*Written problem*
In the text on Benjamin's Ursprung, why does Benjamin treat the Trauerspiel as a genre distinct from tragedy? Answer in one to three sentences.

*Text segment*
The Greco-Persian wars ended well for Athens; the Thirty Years War, for the Holy Roman Empire—not so much. Thus the distinction between tragedy and trauerspiel as Benjamin describes the ritualism of these forms.

=== Structure of argument ===

The above-remarks in the section on historical subtexts and assumed reference, sketch a long arc of Benjamin's argument regarding the Trauerspiel. He presents the Trauerspiel as distinct genre from tragedy, in part because its action does not derive from or refer to the gods. Trauerspiel represent a godless universe. In the world of the Trauerspiel, gods have been replaced by political forms, and the action of the gods have been replaced by the necessity of political intrigue for advancement in the power structure.

However much this argument may render the Ursprung legible, it is not representative of what is contained by the book itself. Proving his point about Trauerspiel (which he does manage to do, here and there) may be important to the work and if Benjamin had focused on the clarification, elaboration and conclusion of this argument perhaps his odds of receiving a habilitation may have improved.

But the Ursprung has no cleanly linear structure in this sense—to describe it as a progressive argument resolving into a discrete synthesis or conclusion at all would be misleading. The completed work is the death mask of its intention, according to Benjamin. Its progression is manifold and without absolute center, in the same way that the vacuum of authority and not the dictator is the real organizing force and overarcing conceit in Trauerspiel as Benjamin reads the genre.

The dictator does not succeed in reestablishing control. He tries and fails—his failure is what is mourned (a literal translation of Trauerspiel would be ‘mourning play’ not tragedy). The name of the genre implies the disaster has already happened before the action or the play itself even commences. The disaster is preordained. Its consequences still loom, even after the terminus of the action. The climax happens somewhere offstage: Likewise Benjamin's treatment. If the dictator fails by design, neither does Benjamin succeed in sticking to the development of any central argument in his treatment of that genre so especially concerned with the abortive apotheosis of the Dictator.

The Ursprung detours into metaphysics, careening into elaborate discussion of special typefaces or fonts while elaborating on their phenomenological effects. He sideswipes into speculations about the theory of categories and the relation of this area in medieval monastic theology to divine structures hidden in our time perception since the dawn of humanity. He introduces demonologies of the concept as a theological entity in exponentially involuting footnotes whose demotion to the margins he neglects to perform. He speaks of allegories as mechanisms of profane revelation and infernally doomed attempts to achieve an impossible stasis of meaning, undertaken out of a deeply sadomasochistic instinct. The book is littered with impulsive sidelines on sigils, hieroglyphics, involved meditations on the graphic prints of Albrecht Dürer, inventories of heraldic insignia, emblem books, contemplative cascades on the gnostic qualities of evil, revisions in periodic definition and dating of the end of the Dark Ages, frank appraisals of the necrophiliac tendencies of German chauvinism and patriotism, etc.

=== Resemblance to experimental art forms ===

His submission of this text, considered in retrospect, expects the same sort of allowances given to literary modernists or Dadaists by their audiences to be granted to him by his readers. In reality, Benjamin overestimated his committee's range and subtlety of thought or underestimated the overload inherent in the process actually trying to understand his prose in this particular text. It is without question the most difficult piece of prose that he produced in a long career of transforming invisible into the visceral, and attempting to work the arcane up into the palatable.

*Record excerpts*
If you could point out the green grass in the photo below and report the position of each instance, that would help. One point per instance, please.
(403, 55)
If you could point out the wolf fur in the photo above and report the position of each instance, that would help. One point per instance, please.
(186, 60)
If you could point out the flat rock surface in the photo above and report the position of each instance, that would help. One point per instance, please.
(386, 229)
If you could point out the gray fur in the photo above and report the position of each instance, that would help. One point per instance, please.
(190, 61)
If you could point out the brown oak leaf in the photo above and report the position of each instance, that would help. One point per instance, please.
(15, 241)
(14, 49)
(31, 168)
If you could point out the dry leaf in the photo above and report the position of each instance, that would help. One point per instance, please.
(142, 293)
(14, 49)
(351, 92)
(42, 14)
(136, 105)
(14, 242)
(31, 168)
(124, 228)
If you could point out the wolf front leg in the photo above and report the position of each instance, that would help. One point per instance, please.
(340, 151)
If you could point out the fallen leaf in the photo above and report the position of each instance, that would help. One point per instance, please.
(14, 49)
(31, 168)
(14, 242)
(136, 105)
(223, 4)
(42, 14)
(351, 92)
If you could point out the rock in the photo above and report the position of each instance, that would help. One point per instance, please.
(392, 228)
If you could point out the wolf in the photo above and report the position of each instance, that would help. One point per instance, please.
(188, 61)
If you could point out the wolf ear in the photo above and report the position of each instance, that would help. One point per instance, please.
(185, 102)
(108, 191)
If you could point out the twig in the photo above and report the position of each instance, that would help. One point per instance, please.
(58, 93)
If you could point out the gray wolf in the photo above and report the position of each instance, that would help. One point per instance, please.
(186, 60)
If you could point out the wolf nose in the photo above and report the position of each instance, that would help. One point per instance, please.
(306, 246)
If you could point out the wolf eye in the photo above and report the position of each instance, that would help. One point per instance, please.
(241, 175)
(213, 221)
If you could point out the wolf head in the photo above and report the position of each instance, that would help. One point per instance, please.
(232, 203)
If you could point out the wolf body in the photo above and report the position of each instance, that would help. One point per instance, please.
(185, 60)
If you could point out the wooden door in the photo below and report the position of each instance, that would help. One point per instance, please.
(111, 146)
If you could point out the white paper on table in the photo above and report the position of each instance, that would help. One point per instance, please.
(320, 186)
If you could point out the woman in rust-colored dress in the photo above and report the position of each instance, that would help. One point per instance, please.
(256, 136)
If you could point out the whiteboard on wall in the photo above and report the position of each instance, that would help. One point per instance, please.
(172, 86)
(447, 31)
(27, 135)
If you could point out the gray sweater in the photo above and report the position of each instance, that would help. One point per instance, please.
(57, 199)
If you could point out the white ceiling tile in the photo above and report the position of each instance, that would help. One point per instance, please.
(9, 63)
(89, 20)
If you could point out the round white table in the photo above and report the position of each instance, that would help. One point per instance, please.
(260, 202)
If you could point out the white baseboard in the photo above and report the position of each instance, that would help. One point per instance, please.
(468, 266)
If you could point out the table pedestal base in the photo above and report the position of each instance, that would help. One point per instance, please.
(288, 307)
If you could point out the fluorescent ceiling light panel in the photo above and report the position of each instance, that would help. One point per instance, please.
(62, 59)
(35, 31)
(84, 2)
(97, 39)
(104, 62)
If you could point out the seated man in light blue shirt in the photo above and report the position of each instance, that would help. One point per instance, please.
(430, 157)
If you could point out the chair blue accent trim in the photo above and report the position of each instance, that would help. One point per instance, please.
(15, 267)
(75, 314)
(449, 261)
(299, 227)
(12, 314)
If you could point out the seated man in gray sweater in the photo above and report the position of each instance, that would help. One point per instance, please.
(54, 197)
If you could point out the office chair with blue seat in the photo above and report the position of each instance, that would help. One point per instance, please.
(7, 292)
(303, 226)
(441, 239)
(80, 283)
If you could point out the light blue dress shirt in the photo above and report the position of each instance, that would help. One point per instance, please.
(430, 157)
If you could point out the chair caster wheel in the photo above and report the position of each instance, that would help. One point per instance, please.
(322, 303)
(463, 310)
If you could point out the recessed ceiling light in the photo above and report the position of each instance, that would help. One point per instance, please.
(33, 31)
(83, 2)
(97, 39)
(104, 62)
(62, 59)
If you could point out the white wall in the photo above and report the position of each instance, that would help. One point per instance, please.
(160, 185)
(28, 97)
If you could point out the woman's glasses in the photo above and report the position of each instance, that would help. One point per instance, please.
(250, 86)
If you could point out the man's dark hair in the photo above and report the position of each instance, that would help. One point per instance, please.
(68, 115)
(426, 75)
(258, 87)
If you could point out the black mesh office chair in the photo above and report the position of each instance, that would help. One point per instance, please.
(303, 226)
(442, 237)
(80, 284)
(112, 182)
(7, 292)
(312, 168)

*Answer for the task*
Benjamin sets the Trauerspiel apart from tragedy partly because its action neither comes from nor refers to the gods, so it depicts a godless universe. In that world, political forms take the place of the gods. The gods' actions give way to the political intrigue needed to rise in the power structure.